## EXERCISE INSTRUCTIONS
Leave out the pictures and transcribe everything else exactly.

[Dataset excerpts on object pointing]
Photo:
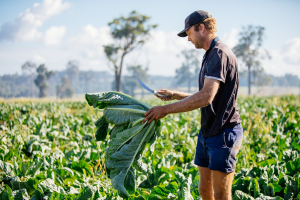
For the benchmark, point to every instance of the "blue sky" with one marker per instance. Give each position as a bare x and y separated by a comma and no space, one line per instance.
56,31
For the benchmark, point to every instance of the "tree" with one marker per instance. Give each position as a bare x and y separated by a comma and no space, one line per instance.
64,89
128,34
41,79
29,67
86,76
250,50
131,81
72,69
189,70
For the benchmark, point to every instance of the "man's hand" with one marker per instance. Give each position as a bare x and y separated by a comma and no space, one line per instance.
169,95
155,113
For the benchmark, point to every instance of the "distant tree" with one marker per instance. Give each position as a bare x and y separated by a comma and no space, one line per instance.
250,50
72,69
41,79
128,34
136,72
86,76
29,67
189,70
64,89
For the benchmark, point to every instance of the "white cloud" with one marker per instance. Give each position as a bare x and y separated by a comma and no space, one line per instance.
291,51
231,38
25,26
38,59
54,34
284,60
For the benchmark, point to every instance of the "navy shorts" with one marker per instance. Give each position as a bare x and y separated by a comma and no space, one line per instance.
219,152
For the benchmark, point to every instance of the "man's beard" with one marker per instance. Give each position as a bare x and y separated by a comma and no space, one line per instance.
200,42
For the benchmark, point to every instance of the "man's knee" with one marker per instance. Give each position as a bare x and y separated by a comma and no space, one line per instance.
205,192
222,195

## ANSWER BELOW
Photo:
For the benchmark, point to every instance of the "blue sky" with one marker per instance. Give each position as a bare x and y separated by a comma and no space, one line per instance.
56,31
For the benchmark, point to every instance of the "tree" with one marker per instance. Give each position as a bare x and y separated by a comma and no space, one line per instance.
64,89
128,34
41,79
29,67
86,76
250,50
131,81
72,69
189,70
For the benchmark, point to every instance of the "man's hand" with one marker per instance. Give each position as a bare x and y separated by a comma and no space, one line per instance.
169,95
155,113
For the benchmark, point to every instance of the "distant tree" with one marker per instance. Give each position as a bare x and y separated by a comma and no space, one line per instance.
250,50
72,69
41,79
128,34
136,72
86,76
29,67
189,70
64,89
For the benchmark, point to every instance of the "white cloud" with one marker per instance. Give each position as a bare x and y separated by a comma and no space, one line per instance.
291,51
231,38
25,26
38,59
54,34
284,60
For the benchmark, point to every instance of the "navy shorts" with one marker per instance. Give each position as a bare x and y separated by a comma and no space, one line per instance.
219,152
For the benchmark, point to every instance of the "man's beard" with one marker per instance. Give each position as a bare x and y separated by a comma and no space, one line per instance.
200,42
For the benchmark, point to every instance of the "man's knee" with one marker per instance. Give each position as a bare x and y separated by a comma and no space, one line per instance.
205,192
222,195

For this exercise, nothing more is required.